--- BEGIN ---
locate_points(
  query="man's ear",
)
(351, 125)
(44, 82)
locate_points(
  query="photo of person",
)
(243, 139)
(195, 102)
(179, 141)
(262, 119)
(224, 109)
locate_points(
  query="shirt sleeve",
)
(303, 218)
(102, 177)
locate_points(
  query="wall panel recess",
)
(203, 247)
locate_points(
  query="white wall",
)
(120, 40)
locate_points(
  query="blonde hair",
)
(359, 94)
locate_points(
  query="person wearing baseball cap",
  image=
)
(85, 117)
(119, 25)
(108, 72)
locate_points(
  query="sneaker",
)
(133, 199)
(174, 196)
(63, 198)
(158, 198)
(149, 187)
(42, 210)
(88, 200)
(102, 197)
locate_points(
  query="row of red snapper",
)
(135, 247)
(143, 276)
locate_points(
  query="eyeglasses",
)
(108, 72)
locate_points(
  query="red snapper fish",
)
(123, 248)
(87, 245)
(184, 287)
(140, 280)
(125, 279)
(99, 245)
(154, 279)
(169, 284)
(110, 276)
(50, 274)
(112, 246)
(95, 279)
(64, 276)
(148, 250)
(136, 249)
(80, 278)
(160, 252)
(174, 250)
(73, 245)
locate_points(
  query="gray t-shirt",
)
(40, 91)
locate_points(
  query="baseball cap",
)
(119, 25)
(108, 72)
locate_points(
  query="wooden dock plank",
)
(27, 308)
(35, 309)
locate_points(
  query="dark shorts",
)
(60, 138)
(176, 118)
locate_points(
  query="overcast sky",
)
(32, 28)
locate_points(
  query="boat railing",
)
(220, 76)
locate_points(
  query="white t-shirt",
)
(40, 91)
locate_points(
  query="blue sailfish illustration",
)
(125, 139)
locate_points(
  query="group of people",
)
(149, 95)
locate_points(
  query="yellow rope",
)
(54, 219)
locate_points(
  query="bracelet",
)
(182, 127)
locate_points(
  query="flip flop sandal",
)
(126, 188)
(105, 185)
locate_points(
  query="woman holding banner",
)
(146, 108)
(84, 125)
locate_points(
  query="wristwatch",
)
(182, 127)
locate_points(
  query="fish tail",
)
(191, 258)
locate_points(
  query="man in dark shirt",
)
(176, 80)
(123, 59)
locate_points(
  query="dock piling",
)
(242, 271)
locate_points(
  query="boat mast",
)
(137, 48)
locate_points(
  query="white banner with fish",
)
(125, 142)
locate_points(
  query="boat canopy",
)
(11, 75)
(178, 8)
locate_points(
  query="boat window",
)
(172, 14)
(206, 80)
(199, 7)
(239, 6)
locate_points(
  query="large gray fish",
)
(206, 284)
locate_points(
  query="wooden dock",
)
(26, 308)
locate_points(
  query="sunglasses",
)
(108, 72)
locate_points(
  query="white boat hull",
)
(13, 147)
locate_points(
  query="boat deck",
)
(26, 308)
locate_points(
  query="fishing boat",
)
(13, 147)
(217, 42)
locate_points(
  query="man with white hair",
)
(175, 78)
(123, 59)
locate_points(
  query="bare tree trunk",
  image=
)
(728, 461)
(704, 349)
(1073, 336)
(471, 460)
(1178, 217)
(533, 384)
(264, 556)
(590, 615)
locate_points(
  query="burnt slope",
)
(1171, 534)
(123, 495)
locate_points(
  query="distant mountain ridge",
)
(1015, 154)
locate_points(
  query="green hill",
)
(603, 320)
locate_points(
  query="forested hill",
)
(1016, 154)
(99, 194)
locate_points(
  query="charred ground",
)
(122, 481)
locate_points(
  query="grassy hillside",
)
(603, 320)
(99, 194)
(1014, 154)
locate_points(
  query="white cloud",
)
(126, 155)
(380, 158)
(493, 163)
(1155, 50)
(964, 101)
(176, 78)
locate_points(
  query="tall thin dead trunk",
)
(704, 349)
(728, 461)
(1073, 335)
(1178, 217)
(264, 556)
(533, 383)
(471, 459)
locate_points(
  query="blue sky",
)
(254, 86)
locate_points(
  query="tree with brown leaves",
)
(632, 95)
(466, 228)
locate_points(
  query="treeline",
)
--- END ---
_PROBLEM TO SOLVE_
List each line above that contains the word "dock".

_ANSWER TO THIS EXERCISE_
  query="wooden dock plank",
  query="dock piling",
  query="wooden dock",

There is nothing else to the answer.